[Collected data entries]
-- -- --
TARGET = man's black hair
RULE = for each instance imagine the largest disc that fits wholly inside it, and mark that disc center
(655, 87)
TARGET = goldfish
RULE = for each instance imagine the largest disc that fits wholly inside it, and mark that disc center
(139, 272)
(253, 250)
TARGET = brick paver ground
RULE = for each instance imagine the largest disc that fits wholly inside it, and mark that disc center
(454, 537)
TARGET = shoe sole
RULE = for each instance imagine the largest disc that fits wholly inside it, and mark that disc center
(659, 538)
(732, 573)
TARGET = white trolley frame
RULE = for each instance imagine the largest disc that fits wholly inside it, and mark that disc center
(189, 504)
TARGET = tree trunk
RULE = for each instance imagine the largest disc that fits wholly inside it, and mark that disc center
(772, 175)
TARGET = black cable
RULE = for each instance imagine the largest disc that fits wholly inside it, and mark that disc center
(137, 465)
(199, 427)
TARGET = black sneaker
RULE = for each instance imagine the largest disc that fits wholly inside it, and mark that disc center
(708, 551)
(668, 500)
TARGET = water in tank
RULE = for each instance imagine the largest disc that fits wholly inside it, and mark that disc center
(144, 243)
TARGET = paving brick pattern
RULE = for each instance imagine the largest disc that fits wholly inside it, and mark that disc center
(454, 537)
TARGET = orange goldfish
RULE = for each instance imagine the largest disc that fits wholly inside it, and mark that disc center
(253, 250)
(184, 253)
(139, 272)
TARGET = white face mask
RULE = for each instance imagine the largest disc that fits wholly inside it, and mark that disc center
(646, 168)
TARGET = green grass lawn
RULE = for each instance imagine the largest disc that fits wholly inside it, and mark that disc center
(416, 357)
-- -- --
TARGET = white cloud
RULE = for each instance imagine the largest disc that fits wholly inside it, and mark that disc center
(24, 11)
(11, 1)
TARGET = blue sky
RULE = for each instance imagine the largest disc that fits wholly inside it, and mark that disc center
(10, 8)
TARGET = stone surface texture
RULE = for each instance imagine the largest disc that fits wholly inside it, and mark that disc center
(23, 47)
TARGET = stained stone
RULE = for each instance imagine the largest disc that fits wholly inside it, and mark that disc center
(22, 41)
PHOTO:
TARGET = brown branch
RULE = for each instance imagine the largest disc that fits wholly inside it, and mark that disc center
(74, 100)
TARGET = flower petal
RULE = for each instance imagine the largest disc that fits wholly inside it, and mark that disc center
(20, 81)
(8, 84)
-- -- --
WHAT THIS TASK INVOLVES:
Your answer must be the lines above from the one containing "TARGET = white trolley frame" to the one containing "TARGET = orange goldfish", both included, restated word for word.

EXPECTED OUTPUT:
TARGET = white trolley frame
RULE = for each instance imagine the largest disc that fits wholly inside it, and mark that disc center
(189, 504)
TARGET = tree trunk
RULE = for each instance imagine the largest disc that fits wholly inside it, and mark that disc center
(772, 175)
TARGET = black cable
RULE = for each instance imagine the largest disc that fits wholly inside it, and mark that disc center
(137, 465)
(199, 427)
TARGET = black sneaker
RULE = for each instance imagine the largest disc that fits wholly inside it, and mark that disc center
(708, 551)
(668, 500)
TARGET = water in tank
RULE = for each instance imagine the largest disc that fits wholly inside it, and mark that disc center
(144, 243)
TARGET = paving brick pattern
RULE = for each instance imagine the largest disc that fits wholly inside it, and mark that disc center
(454, 537)
TARGET = orange goldfish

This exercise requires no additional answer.